TEXT PROVIDED:
= = = = =

But we were through and on to the gate.

I handed my boarding pass to the attendant, he scanned it and I started to board.

I turned back and .... no Sandi.

Off to the side were two security officers, making her take off her zippered hoodie, raising her arms as they scanned her body. I'm all WTF and she's doing the eye roll, claiming she "fits the profile."

We got in our seats and took off on time.

Sandi looked over at me and said:

"You know, we have a flight change in Altanta and I don't have any ID."

Looooooong story just slightly longer ... we made it to Florida and this was our first stop:



Tomorrow, I'll start at the part where I lost the car rental keys somewhere in a 2 mile stretch of oceanfront beach sand. Oh yes I did!


14 comments:

Michael said...

I'm amazed they let S through. Now that you're there, how do you get back without ID?

Sherry said...

Lucy & Ethel -- my 2 favourite dames....what an ordeal!!! But I LOVE the photo of Sandi with the bevvies...just what the doctor ordered...can someone wire Sandi her ID for the trip home??

Have fun..and keep those daquiris comin'!!!

Anonymous said...

= = = = =

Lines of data

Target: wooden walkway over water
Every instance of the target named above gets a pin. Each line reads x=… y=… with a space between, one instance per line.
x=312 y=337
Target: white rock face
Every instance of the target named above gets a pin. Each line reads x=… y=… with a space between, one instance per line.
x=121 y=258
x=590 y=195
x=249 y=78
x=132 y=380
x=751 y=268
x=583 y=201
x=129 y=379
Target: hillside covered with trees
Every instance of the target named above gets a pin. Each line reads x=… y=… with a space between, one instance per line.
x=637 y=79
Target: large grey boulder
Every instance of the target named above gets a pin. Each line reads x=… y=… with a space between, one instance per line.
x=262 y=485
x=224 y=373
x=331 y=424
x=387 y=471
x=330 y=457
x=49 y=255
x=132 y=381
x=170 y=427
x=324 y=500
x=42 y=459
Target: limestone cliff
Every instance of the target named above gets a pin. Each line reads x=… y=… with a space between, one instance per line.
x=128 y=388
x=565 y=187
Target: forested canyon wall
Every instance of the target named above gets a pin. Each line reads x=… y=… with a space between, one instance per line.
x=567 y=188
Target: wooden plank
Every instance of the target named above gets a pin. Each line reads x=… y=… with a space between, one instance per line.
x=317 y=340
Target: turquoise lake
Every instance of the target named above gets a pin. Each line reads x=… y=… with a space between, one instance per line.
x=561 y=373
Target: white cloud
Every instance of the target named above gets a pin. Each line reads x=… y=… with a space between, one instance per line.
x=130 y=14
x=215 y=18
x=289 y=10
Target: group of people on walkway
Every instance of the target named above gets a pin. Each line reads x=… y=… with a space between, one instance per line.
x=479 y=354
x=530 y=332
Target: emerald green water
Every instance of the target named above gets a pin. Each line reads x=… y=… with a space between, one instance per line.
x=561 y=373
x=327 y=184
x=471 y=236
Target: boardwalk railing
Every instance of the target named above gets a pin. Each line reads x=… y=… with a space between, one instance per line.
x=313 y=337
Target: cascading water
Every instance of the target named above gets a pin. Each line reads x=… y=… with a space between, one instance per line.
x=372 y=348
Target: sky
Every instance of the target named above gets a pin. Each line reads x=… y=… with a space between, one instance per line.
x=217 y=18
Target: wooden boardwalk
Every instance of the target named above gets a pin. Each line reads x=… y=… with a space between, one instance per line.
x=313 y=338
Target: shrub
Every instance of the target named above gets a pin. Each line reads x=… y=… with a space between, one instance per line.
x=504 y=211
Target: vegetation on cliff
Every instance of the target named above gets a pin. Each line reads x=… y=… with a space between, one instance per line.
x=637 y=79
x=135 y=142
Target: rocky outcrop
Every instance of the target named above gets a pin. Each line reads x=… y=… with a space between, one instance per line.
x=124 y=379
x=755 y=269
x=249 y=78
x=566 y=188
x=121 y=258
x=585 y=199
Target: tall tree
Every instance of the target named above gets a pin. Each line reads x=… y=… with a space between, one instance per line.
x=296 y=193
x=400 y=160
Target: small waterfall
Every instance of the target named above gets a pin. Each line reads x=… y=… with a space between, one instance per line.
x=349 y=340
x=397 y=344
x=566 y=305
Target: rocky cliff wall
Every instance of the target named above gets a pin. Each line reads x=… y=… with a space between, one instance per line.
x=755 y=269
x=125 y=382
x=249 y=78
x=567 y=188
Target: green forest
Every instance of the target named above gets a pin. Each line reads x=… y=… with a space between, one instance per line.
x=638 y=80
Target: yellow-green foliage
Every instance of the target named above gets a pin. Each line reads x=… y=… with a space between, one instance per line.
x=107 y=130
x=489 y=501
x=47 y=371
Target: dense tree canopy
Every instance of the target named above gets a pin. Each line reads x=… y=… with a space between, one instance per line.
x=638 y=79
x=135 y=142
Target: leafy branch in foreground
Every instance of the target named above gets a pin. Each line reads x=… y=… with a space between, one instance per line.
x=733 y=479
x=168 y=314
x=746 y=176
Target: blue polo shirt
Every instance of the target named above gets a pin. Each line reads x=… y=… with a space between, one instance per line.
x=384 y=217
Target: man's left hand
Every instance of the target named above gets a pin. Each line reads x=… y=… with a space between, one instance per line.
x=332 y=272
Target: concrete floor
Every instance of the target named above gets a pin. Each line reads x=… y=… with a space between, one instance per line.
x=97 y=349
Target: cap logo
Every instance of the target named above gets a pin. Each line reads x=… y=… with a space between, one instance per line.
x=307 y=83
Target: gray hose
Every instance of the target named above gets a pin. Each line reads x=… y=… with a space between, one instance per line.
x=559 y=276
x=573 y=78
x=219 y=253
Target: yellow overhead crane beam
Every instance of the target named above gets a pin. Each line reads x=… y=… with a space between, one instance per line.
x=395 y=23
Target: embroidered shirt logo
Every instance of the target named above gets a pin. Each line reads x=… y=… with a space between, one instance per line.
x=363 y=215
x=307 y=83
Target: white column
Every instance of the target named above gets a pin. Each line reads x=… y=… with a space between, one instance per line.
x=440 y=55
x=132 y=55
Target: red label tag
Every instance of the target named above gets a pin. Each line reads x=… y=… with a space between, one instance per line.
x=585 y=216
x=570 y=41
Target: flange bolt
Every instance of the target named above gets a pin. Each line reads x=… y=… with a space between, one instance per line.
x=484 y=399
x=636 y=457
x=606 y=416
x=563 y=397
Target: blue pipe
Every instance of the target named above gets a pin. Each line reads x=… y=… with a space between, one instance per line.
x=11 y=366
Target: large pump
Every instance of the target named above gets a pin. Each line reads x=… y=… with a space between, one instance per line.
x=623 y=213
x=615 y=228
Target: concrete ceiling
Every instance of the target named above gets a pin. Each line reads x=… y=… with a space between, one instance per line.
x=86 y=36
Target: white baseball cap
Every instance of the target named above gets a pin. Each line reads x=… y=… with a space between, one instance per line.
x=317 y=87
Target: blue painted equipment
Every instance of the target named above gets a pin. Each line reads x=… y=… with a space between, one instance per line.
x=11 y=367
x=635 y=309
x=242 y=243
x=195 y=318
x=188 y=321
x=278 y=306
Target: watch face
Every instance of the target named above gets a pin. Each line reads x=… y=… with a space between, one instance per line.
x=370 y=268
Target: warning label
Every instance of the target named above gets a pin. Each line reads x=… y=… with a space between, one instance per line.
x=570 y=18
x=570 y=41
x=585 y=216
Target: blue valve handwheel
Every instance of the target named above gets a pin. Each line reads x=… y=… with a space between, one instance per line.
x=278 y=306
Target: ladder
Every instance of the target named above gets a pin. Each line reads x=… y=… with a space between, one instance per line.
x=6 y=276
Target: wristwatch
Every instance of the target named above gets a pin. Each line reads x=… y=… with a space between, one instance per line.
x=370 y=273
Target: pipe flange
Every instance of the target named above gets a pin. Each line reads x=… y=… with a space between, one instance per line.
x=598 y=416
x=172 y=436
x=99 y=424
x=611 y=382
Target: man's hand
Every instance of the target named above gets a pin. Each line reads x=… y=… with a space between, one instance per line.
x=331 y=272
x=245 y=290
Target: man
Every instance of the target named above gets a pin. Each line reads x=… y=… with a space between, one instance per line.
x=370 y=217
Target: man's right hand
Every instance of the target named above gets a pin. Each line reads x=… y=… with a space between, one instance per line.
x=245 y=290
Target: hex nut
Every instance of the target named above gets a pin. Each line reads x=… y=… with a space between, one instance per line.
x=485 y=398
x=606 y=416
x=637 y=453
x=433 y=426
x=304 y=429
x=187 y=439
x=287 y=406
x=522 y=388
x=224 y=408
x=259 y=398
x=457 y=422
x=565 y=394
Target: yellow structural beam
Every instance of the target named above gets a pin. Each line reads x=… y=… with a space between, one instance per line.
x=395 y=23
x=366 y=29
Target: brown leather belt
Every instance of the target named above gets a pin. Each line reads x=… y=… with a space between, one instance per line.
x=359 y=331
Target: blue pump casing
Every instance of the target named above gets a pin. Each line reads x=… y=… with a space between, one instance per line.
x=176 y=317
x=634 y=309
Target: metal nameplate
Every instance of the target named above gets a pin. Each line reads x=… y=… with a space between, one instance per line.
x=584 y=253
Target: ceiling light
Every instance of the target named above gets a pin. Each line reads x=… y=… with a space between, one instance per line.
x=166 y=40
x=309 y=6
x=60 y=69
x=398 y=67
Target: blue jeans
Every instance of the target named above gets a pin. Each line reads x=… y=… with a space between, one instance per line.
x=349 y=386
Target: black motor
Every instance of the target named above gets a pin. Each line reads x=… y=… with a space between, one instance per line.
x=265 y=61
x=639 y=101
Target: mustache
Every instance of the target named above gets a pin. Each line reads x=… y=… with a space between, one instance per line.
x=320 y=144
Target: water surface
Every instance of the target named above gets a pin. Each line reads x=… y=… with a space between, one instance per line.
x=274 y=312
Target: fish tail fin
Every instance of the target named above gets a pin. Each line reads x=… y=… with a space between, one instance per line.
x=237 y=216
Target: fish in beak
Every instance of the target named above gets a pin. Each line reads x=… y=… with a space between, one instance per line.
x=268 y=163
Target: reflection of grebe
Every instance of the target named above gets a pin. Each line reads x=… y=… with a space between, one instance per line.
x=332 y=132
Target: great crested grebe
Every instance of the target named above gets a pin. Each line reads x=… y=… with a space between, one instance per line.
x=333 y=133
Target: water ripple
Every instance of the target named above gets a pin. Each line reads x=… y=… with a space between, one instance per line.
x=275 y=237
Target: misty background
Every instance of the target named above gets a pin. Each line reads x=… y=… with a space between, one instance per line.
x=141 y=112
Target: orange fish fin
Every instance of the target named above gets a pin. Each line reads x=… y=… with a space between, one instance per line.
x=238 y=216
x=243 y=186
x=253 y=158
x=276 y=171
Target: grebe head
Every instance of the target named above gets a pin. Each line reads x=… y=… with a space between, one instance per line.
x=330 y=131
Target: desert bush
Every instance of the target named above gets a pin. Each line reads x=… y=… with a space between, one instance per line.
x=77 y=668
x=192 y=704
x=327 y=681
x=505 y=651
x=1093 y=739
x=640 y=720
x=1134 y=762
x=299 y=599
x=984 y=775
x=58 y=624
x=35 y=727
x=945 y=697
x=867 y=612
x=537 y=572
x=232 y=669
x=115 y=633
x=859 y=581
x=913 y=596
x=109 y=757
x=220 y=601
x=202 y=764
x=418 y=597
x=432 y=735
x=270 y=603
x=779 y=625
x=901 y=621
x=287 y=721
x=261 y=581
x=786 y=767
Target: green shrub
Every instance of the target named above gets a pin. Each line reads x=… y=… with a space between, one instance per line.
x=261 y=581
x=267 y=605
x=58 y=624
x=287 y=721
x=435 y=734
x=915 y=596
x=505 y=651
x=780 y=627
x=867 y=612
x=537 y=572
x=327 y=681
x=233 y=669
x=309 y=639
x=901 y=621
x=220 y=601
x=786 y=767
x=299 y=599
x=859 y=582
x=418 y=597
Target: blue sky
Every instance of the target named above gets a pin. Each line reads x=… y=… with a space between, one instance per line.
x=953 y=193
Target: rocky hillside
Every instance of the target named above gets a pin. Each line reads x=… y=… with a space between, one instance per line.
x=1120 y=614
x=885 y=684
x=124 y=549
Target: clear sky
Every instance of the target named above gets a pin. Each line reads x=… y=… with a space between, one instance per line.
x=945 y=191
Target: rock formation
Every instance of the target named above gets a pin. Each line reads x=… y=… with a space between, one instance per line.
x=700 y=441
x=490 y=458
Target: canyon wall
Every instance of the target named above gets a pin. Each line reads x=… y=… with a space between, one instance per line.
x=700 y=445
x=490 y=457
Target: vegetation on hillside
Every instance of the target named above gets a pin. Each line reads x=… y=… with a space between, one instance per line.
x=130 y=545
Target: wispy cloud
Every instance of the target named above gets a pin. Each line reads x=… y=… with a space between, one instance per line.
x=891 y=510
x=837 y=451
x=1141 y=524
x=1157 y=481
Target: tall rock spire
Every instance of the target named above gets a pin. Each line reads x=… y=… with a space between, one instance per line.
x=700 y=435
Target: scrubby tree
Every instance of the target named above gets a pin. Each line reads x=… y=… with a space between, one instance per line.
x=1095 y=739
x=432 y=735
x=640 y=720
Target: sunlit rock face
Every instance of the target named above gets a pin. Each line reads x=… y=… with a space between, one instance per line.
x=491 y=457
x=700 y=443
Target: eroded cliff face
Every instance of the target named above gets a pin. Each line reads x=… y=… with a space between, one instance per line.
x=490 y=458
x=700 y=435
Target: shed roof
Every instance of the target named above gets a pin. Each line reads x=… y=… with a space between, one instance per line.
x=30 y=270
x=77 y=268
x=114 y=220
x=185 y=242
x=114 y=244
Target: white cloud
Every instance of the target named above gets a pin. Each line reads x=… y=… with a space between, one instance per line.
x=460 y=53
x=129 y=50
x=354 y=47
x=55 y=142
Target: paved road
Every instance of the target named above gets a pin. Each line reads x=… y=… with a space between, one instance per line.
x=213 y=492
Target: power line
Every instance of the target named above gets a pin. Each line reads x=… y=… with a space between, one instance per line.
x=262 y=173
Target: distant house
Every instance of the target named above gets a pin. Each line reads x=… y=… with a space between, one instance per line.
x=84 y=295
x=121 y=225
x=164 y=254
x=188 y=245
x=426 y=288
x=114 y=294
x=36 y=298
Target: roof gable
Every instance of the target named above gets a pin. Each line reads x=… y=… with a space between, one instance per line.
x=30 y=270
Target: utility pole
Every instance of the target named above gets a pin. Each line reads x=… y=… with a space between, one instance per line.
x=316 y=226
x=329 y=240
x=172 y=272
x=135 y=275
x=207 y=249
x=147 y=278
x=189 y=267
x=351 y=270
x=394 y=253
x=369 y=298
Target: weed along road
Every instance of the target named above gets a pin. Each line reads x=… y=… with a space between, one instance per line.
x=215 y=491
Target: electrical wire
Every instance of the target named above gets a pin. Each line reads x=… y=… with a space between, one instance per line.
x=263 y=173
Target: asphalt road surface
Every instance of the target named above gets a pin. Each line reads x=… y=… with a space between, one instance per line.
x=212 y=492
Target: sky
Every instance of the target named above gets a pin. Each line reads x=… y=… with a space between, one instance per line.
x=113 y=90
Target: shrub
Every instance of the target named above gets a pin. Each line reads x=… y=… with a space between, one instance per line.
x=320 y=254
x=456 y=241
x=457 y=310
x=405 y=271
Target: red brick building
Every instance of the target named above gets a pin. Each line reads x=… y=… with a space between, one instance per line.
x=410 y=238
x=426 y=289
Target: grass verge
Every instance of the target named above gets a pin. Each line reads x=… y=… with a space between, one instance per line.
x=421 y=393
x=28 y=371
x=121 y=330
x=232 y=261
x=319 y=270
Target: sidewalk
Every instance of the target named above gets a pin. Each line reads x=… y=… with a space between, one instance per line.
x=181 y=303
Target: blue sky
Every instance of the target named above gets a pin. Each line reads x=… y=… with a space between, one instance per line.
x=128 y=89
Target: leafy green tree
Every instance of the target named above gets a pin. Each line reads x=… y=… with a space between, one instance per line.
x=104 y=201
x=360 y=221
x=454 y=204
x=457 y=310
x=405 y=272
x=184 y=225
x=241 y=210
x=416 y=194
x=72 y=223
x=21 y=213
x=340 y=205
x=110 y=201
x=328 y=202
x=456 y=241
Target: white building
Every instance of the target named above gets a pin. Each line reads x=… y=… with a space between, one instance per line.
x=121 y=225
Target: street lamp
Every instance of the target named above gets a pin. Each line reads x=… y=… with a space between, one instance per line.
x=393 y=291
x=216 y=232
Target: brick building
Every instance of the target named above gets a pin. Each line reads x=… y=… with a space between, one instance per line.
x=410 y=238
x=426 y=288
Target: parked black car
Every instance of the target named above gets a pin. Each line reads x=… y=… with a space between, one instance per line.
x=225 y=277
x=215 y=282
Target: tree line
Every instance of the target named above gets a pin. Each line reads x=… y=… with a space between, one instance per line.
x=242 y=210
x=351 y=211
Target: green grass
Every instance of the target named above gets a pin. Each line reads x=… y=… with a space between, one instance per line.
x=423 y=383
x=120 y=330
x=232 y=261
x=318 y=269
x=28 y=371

= = = = =

WHAT TO PRODUCE: Transcribe the stretch of the travel blog post above from "Looooooong story just" through "Oh yes I did!".

TASK OUTPUT:
Looooooong story just slightly longer ... we made it to Florida and this was our first stop:



Tomorrow, I'll start at the part where I lost the car rental keys somewhere in a 2 mile stretch of oceanfront beach sand. Oh yes I did!